Saved data entries:
======
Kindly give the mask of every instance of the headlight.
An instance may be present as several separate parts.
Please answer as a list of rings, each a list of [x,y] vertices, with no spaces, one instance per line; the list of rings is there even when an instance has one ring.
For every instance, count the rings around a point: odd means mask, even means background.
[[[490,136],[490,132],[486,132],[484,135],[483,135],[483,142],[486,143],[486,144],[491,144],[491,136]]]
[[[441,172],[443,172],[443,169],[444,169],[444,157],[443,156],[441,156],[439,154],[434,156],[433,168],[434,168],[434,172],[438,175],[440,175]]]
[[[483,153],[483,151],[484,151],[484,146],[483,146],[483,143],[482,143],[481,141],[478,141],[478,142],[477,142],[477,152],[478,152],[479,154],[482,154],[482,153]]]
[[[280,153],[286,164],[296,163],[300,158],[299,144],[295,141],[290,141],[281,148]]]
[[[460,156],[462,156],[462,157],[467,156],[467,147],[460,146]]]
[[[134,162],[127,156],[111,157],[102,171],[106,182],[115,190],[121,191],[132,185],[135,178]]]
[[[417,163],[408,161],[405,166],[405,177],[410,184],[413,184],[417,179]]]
======
Exercise aim:
Each line of the data must be written out exactly as it appears.

Response to the task:
Kindly give the mask of every instance of the headlight.
An instance may be present as several separate parts.
Please answer as a list of rings, each a list of [x,y] vertices, with no spaces, one instance per line; the list of rings is there even when an instance has one ring.
For every instance, count the rings around a point: odd means mask, even means background.
[[[490,136],[490,132],[486,132],[484,135],[483,135],[483,142],[486,143],[486,144],[491,144],[491,136]]]
[[[441,172],[443,172],[443,169],[444,169],[444,157],[443,156],[441,156],[439,154],[434,156],[433,168],[434,168],[434,172],[438,175],[440,175]]]
[[[483,153],[483,151],[484,151],[484,146],[483,146],[483,143],[482,143],[481,141],[478,141],[478,142],[477,142],[477,152],[478,152],[479,154],[482,154],[482,153]]]
[[[280,153],[286,164],[296,163],[300,158],[299,144],[295,141],[290,141],[281,148]]]
[[[460,156],[462,156],[462,157],[467,156],[467,147],[460,146]]]
[[[134,162],[127,156],[111,157],[102,171],[106,182],[115,190],[121,191],[132,185],[135,178]]]
[[[417,163],[408,161],[405,166],[405,177],[410,184],[413,184],[417,179]]]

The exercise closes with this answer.